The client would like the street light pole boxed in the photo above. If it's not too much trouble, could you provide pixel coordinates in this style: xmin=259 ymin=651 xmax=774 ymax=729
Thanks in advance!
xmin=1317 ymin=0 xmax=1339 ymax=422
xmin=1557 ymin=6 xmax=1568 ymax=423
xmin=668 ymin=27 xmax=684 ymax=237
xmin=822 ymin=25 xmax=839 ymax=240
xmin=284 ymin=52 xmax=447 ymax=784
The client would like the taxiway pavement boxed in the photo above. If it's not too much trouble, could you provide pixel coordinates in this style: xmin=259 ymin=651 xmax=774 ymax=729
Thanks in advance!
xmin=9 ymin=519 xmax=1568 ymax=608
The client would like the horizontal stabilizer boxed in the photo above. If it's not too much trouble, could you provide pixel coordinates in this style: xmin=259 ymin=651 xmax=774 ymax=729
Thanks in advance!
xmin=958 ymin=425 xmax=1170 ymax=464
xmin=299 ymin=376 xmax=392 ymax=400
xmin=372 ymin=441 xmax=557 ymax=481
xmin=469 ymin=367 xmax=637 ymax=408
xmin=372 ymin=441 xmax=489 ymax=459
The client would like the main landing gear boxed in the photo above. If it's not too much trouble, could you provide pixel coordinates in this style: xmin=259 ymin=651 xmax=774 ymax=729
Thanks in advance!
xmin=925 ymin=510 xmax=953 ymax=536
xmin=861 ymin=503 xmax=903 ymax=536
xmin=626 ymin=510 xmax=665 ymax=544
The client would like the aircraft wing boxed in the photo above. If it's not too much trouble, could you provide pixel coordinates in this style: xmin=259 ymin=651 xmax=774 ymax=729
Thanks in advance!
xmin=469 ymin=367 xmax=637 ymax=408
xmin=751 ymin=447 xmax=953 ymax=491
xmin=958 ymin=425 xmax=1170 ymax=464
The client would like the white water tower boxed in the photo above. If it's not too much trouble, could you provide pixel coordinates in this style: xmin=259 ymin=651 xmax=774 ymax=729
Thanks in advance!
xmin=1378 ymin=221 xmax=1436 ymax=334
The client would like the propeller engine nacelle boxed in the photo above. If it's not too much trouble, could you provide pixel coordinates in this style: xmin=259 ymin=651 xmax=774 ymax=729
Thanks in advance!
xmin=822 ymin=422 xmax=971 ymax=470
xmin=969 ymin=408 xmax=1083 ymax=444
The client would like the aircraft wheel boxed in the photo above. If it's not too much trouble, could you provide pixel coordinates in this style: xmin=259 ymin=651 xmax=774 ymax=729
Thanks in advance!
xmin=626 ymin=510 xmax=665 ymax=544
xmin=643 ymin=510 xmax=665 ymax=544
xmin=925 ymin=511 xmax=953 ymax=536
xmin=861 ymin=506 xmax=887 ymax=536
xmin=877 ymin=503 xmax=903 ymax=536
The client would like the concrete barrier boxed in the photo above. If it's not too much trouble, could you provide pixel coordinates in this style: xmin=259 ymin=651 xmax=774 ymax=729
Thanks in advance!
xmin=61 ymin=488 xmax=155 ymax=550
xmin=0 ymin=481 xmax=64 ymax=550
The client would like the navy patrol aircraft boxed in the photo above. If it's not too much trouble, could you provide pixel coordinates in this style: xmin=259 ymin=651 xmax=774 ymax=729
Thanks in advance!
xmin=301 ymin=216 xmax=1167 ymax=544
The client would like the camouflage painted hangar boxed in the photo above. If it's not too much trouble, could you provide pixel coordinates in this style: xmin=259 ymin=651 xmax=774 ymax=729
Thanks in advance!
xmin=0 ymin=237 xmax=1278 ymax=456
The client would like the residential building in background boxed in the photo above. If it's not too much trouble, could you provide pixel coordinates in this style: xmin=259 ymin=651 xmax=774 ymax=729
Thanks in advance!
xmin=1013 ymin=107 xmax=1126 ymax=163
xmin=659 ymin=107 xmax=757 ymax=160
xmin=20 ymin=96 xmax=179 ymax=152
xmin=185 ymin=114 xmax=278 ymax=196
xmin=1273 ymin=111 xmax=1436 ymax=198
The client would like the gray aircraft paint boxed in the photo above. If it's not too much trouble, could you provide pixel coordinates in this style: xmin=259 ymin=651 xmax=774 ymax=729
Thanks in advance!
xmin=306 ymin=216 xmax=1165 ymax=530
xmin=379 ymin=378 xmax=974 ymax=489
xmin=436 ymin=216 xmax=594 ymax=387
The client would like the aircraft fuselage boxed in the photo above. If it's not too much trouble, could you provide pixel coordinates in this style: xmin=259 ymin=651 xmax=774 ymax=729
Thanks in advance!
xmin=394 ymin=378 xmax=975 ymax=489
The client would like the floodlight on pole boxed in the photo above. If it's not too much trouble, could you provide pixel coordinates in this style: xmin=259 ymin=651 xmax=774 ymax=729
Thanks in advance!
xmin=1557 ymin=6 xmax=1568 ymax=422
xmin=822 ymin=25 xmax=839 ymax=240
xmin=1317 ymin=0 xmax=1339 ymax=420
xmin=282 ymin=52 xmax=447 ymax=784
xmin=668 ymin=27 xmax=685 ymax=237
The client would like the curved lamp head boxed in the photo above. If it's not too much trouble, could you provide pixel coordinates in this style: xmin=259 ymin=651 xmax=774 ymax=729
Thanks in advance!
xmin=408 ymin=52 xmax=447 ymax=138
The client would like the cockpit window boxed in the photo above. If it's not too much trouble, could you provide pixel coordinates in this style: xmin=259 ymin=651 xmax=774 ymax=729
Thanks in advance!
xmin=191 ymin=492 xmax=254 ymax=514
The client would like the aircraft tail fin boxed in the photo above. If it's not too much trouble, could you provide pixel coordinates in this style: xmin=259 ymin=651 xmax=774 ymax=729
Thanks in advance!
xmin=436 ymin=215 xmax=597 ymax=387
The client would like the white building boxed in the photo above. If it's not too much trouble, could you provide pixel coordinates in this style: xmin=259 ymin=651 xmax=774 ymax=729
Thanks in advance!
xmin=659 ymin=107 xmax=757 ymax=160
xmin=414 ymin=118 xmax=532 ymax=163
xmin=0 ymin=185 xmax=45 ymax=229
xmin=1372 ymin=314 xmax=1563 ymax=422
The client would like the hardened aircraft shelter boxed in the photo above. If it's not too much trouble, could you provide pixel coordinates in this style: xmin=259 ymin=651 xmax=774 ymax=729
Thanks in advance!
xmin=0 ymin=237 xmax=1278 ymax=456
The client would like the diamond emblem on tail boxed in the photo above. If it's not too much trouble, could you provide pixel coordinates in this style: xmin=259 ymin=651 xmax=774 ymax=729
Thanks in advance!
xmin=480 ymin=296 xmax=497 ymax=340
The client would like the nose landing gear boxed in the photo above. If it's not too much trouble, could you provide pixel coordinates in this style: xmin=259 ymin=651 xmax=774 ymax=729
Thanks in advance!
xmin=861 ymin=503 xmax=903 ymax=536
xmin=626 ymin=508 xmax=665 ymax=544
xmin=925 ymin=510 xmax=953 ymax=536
········
Quote the records word for word, from their first line through the line that contains "xmin=372 ymin=441 xmax=489 ymax=459", with that line included.

§ Completed task:
The client would like the street light pole boxed in the photo above. If it's not too much trouble, could you provide pixel coordinates in this style: xmin=259 ymin=651 xmax=774 ymax=729
Thanks in advance!
xmin=1317 ymin=0 xmax=1339 ymax=422
xmin=1557 ymin=6 xmax=1568 ymax=423
xmin=668 ymin=27 xmax=684 ymax=237
xmin=822 ymin=25 xmax=839 ymax=240
xmin=284 ymin=52 xmax=447 ymax=784
The client would like the taxiway pavement boxed in the photo above. If it's not too much trouble, could you provide pixel coordinates in this style: xmin=259 ymin=651 xmax=774 ymax=729
Thanks in advance!
xmin=9 ymin=519 xmax=1568 ymax=608
The client would like the horizontal stabilizer boxed in the photo above. If it's not too much trouble, could you provide pixel coordinates in this style: xmin=259 ymin=651 xmax=774 ymax=729
Thanks in advance!
xmin=958 ymin=425 xmax=1170 ymax=464
xmin=299 ymin=376 xmax=392 ymax=400
xmin=372 ymin=441 xmax=557 ymax=481
xmin=469 ymin=367 xmax=637 ymax=408
xmin=372 ymin=441 xmax=489 ymax=459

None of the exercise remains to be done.